**DOCUMENT SECTION**
----
Yeah, I think it might get expensive in the long run. I had a typo there and meant 100 epochs, not 10 epochs regarding the 3k bucks (150,000 Gb * 0.023 cent/Gb).
> On Feb 5, 2018, at 1:21 PM, G Reina <
gre...@eng.ucsd.edu> wrote:
>
> Thanks to all. I managed to find goofys (
https://github.com/kahing/goofys) last night. It allowed me to mount the S3 locally. From my tests with just python accessing an HDF5 file on the S3 bucket, the lag was well under 1 second to pull out a batch of data. However, I am concerned about the cost as Sebastian mentioned. That could be the rate limiting step.
>
> Best,
> -Tony
>
>
> On Mon, Feb 5, 2018 at 10:07 AM, Toby Boyd <
toby...@google.com> wrote:
> Here is the s3 support, not that it would be a good idea in this case. I remember complaining it was logging all the time a few weeks ago. Sorry no "how to", just wanted you to know it is there and included in default builds.
----
**DATASET EXTRACT**
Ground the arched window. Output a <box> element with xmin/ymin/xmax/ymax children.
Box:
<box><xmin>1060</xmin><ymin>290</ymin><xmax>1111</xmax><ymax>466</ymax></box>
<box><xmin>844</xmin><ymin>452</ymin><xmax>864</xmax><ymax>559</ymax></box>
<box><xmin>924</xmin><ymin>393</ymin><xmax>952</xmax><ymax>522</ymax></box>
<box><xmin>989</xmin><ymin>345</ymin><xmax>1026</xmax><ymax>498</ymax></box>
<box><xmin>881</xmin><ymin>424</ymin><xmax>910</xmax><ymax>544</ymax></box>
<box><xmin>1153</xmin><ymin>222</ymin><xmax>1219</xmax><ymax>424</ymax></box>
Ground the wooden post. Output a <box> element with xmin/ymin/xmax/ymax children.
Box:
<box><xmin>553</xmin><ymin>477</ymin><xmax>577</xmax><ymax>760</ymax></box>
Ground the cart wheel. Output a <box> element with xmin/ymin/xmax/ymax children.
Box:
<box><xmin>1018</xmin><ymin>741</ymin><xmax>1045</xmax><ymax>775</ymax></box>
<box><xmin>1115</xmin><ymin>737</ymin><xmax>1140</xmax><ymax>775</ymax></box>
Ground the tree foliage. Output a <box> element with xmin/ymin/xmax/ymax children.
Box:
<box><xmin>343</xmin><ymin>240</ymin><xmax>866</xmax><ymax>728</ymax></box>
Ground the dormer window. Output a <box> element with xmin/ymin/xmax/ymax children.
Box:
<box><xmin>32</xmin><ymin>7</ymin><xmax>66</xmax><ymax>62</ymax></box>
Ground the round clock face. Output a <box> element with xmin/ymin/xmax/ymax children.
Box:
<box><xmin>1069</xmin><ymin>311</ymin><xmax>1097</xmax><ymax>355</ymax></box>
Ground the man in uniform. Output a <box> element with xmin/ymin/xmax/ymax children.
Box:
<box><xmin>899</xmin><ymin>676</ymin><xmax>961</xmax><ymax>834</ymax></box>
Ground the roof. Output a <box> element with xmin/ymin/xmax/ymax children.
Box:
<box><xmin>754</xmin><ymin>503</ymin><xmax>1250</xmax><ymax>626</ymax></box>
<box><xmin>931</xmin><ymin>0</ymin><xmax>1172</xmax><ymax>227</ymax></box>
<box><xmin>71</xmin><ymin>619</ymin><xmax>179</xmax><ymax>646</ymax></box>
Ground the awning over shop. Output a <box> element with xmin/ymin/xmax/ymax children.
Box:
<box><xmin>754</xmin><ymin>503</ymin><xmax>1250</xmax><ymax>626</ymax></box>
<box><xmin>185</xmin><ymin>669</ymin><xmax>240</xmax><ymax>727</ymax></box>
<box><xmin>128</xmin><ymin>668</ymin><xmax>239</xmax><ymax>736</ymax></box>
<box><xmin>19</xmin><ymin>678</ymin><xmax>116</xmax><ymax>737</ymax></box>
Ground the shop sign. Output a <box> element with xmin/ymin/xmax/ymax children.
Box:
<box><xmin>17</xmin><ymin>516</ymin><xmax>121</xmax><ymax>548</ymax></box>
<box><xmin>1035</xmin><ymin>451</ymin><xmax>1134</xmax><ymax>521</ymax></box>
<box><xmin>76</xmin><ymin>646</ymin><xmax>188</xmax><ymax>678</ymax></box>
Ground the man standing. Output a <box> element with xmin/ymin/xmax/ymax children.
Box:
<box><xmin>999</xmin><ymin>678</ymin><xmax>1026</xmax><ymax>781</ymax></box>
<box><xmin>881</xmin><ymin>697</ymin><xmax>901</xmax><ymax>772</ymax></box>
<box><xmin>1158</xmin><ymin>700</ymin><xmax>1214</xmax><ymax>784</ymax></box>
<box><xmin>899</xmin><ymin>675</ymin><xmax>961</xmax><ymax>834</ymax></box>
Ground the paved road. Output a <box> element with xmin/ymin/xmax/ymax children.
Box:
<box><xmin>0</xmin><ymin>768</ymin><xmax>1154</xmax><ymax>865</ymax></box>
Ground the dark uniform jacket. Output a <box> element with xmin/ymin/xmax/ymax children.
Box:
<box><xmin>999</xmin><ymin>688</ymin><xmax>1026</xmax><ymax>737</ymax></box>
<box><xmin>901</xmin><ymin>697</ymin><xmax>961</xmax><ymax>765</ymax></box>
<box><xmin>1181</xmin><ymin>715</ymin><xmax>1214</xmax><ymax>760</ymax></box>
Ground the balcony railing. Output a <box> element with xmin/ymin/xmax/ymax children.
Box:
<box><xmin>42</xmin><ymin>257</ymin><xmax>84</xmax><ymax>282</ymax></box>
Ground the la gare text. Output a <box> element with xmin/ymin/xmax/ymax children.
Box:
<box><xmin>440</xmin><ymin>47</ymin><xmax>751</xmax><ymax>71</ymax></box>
----
Write out the stretch of the S3 mailing thread from "Yeah, I think" through "rate limiting step.". You won't need the entries for this.

**FULL SOLUTION**
Yeah, I think it might get expensive in the long run. I had a typo there and meant 100 epochs, not 10 epochs regarding the 3k bucks (150,000 Gb * 0.023 cent/Gb).
> On Feb 5, 2018, at 1:21 PM, G Reina <
gre...@eng.ucsd.edu> wrote:
>
> Thanks to all. I managed to find goofys (
https://github.com/kahing/goofys) last night. It allowed me to mount the S3 locally. From my tests with just python accessing an HDF5 file on the S3 bucket, the lag was well under 1 second to pull out a batch of data. However, I am concerned about the cost as Sebastian mentioned. That could be the rate limiting step.